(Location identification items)
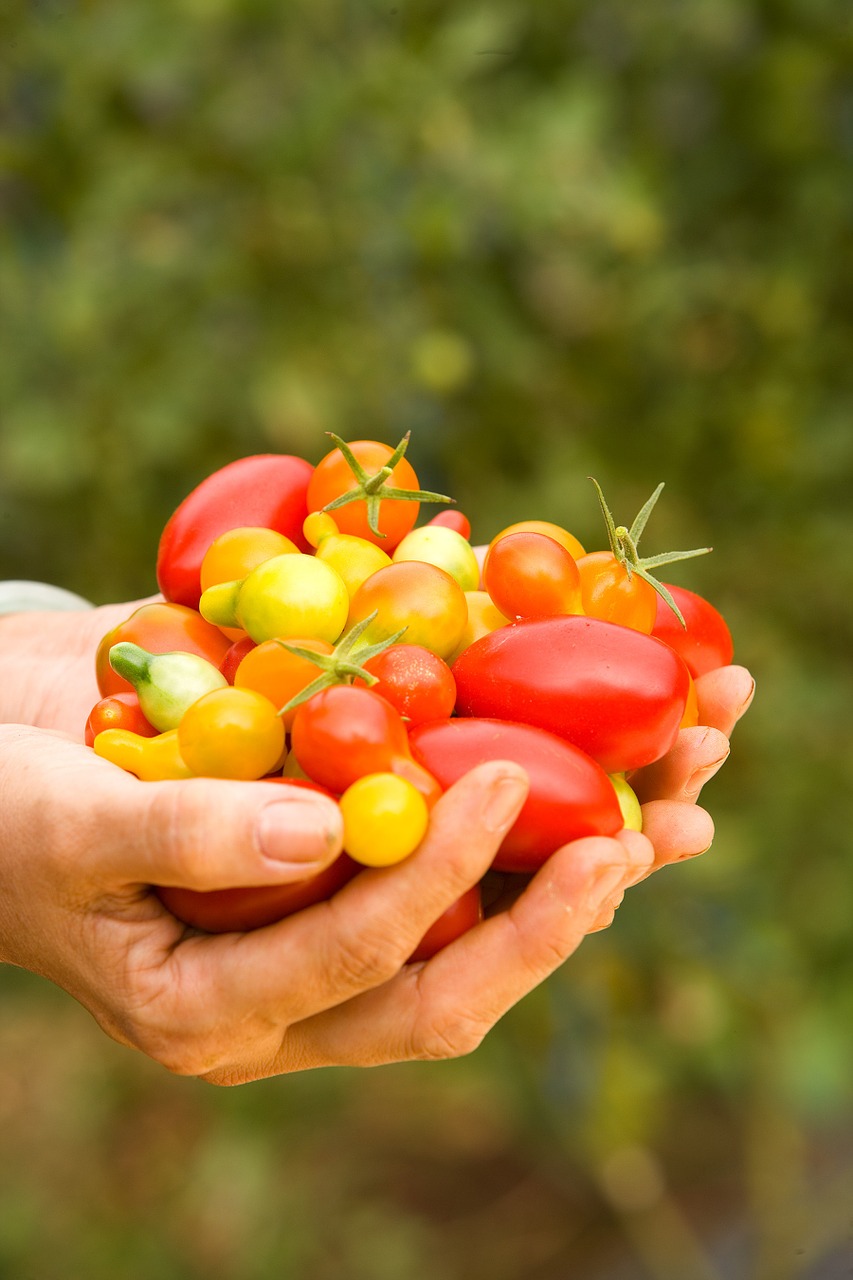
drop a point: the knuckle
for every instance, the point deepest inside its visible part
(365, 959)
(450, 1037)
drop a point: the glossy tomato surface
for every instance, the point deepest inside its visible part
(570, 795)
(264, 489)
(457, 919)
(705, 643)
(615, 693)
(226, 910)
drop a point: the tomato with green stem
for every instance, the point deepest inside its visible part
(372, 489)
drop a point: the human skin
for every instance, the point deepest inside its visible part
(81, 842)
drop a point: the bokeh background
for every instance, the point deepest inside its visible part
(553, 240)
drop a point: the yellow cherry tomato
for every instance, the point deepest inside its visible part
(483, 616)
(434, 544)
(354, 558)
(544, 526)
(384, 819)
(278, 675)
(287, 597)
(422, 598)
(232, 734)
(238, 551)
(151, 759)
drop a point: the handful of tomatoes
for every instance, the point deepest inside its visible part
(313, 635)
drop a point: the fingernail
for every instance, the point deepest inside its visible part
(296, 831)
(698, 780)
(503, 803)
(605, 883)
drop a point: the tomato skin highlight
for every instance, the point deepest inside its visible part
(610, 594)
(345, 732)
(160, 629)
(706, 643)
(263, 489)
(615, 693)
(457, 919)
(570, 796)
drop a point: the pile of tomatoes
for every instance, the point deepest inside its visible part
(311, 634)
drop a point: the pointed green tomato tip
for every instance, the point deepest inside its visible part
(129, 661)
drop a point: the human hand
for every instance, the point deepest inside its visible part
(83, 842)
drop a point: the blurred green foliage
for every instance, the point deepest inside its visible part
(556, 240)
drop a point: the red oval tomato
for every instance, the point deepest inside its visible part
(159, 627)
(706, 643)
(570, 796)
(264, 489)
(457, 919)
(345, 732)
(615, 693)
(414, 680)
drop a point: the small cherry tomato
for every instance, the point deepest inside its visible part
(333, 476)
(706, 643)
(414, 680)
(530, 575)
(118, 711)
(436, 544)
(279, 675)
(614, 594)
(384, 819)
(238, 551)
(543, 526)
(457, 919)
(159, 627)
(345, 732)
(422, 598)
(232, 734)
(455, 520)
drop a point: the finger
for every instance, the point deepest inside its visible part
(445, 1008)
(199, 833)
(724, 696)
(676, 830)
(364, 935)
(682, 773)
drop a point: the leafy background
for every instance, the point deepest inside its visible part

= INSTRUCTION =
Extract the full listing above verbatim; pictures are to be left out of the copy.

= FULL SOLUTION =
drop a point: the knuckle
for every instance, the point deepest inside its visible part
(365, 959)
(450, 1037)
drop a point: the glossy tomato surface
for every instance, the point deepest inside its visible part
(570, 795)
(264, 489)
(457, 919)
(705, 643)
(615, 693)
(226, 910)
drop a point: the tomato with green stem
for every instance, the point deepest inside its visible part
(372, 489)
drop a point: the human skin
for every instance, the point deepest inside its visible part
(81, 842)
drop a point: the bokeh background
for every instance, the point deepest inside its visible part
(553, 240)
drop a point: the yellow cherry tomato
for every instance, the point deepest inside its visible part
(483, 616)
(434, 544)
(354, 558)
(544, 526)
(384, 819)
(278, 675)
(287, 597)
(422, 598)
(232, 734)
(238, 551)
(151, 759)
drop a point: the handful of tomatoes
for every instance, the point deepest inside its visible part
(313, 635)
drop a point: the fingernail
for every instance, the point deepest inside its visible part
(296, 831)
(698, 780)
(503, 803)
(605, 883)
drop a point: the tomato skin highlight
for every instance, the point deepest inside its visible part
(610, 594)
(345, 732)
(160, 629)
(706, 643)
(263, 489)
(615, 693)
(457, 919)
(570, 796)
drop a point: the pile of tomatoes
for every instance, the point deepest inside its visible part
(311, 634)
drop a point: the pointed green tomato tip
for every instance, the point deepest inside its visible part
(129, 661)
drop a point: the human hand
for every instance, the point deepest inside its visible part
(83, 842)
drop a point: the blurred green foliage
for every instance, the point deepest inside its visible part
(556, 240)
drop a point: the red oval tomato
for every instance, the point deepest inside its visible part
(159, 627)
(706, 643)
(570, 796)
(264, 489)
(457, 919)
(345, 732)
(615, 693)
(414, 680)
drop a point: the small cherry tomato
for every instance, the point deepest inside its visible part
(333, 476)
(706, 643)
(414, 680)
(530, 575)
(118, 711)
(436, 544)
(279, 675)
(614, 594)
(384, 819)
(238, 551)
(543, 526)
(457, 919)
(159, 627)
(345, 732)
(422, 598)
(232, 734)
(455, 520)
drop a point: the finger
for every instance, the point deepest inside its visible part
(445, 1008)
(199, 833)
(724, 696)
(676, 830)
(364, 935)
(682, 773)
drop a point: the leafy background
for every instance, the point deepest inside its visible part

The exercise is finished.